-------- 原文抜粋 --------
靴修理方法の解説

  • どんな方法で、貴方の大切な靴が修理されるか知ってますか?

    ここでは、代表的な修理作業を解説します。

    一般の方は修理作業は御存知ないと思いますし、どの様な修理をするのか心配される方も少なくありません。そこで、当店の修理作業を写真を使って簡単に説明させて頂きます。また、お客様から御要望の多い御自分で確認できる、靴健康診断チェックポイントもまとめます。

    代表的な靴修理作業

    スポーツシューズのかかと(その1)
    日常生活の中で出番が多い靴ですが、履きやすさを優先するので、かかとは削れやすい材料で製造され、寿命は短いです。更に、購入価格も安くなっていますので痛んだら買い直すのが普通と思われるかも知れませんが、実際は修理に持ち込まれる方は多いです。
    スポーツシューズのかかと(その2)
    日常生活の中で出番が多い靴ですが、履きやすさを優先するので、かかとは削れやすい材料で製造され、寿命は短いです。更に、購入価格も安くなっていますので痛んだら買い直すのが普通と思われるかも知れませんが、実際は修理に持ち込まれる方は多いです。 この場合は、土台まで削れている状態です。
    高級紳士靴のかかと(土台まで削れた状態)
    革底の高級紳士靴ですが、かかと部分が土台まで削れてしまっています。この土台部分が削れる状態で平気で歩いている方が多いですが、異常な状態ですので早く修理を依頼して下さい。
    婦人用カジュアルシューズのかかと
    直せないと思われている方が多いですが、案外修理できます。特に女性用靴は底・かかとが薄いので、早め早めの修理を御依頼して頂ければ、手遅れにならないのでお薦めです。
    紳士靴(ショートブーツ)のハーフソール(滑り止め)
    紳士用ショートブーツは、耐久性・デザイン性の向上の為にグッドイヤー製法又は、マッケイ製法で製造されているのが普通です。靴底に縫い目があればグッドイヤー製法、或いはマッケイ製法です。両方とも縫い糸が切れてしまうと、底が剥がれる事は同じです。底が剥がれるのを防止、つまり糸が切れるのを防止する為に、靴底にラバーハーフソール或いは革ハーフソールを貼るのが一般的です。
-------- 与えられた記録 --------
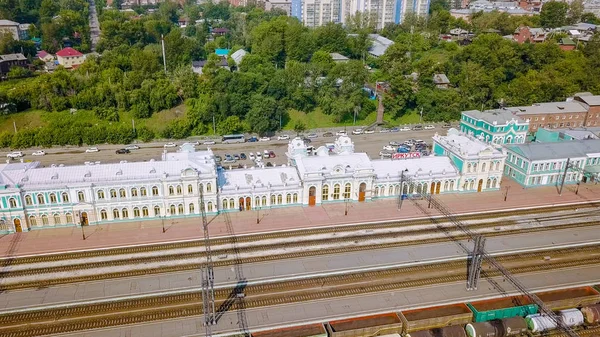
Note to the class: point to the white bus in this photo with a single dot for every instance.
(228, 139)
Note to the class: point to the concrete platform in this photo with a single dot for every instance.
(292, 269)
(142, 232)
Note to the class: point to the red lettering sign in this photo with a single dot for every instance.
(406, 155)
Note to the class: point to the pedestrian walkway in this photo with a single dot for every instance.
(285, 218)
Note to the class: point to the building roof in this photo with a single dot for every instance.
(12, 57)
(338, 57)
(68, 52)
(549, 108)
(495, 117)
(556, 150)
(8, 23)
(434, 165)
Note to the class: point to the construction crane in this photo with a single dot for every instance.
(478, 254)
(207, 274)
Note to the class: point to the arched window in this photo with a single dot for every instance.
(336, 192)
(347, 190)
(325, 193)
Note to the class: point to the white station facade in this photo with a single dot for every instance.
(34, 197)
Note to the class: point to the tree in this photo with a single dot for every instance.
(554, 14)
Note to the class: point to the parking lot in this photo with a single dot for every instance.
(372, 144)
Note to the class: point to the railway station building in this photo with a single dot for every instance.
(34, 197)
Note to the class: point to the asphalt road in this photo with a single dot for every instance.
(372, 144)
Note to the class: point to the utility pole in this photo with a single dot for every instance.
(162, 41)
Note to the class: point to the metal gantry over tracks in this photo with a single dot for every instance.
(207, 274)
(478, 254)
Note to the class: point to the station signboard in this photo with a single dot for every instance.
(409, 155)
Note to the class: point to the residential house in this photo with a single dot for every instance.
(542, 164)
(480, 165)
(45, 56)
(8, 61)
(338, 58)
(441, 81)
(498, 126)
(552, 115)
(69, 58)
(533, 35)
(10, 27)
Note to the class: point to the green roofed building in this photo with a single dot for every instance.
(543, 164)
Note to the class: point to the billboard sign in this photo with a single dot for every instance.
(409, 155)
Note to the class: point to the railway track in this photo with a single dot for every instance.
(113, 313)
(307, 249)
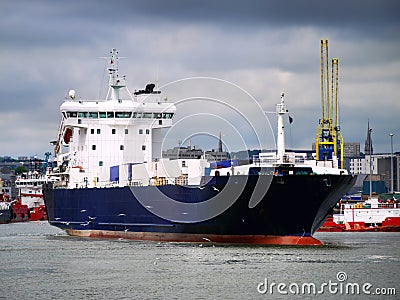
--------
課題 —
靴修理方法の解説から、「婦人用カジュアルシューズのかかと」を含む箇所で始まり「ソールを貼るのが一般的です。」で終わる部分を取り出し、「婦人用カジュアルシューズ」を「婦人用パンプス」に置き換えて書き直すこと。 ここにある記録は使わなくてよい。

解答 —
婦人用パンプスのかかと
    直せないと思われている方が多いですが、案外修理できます。特に女性用靴は底・かかとが薄いので、早め早めの修理を御依頼して頂ければ、手遅れにならないのでお薦めです。
    紳士靴(ショートブーツ)のハーフソール(滑り止め)
    紳士用ショートブーツは、耐久性・デザイン性の向上の為にグッドイヤー製法又は、マッケイ製法で製造されているのが普通です。靴底に縫い目があればグッドイヤー製法、或いはマッケイ製法です。両方とも縫い糸が切れてしまうと、底が剥がれる事は同じです。底が剥がれるのを防止、つまり糸が切れるのを防止する為に、靴底にラバーハーフソール或いは革ハーフソールを貼るのが一般的です。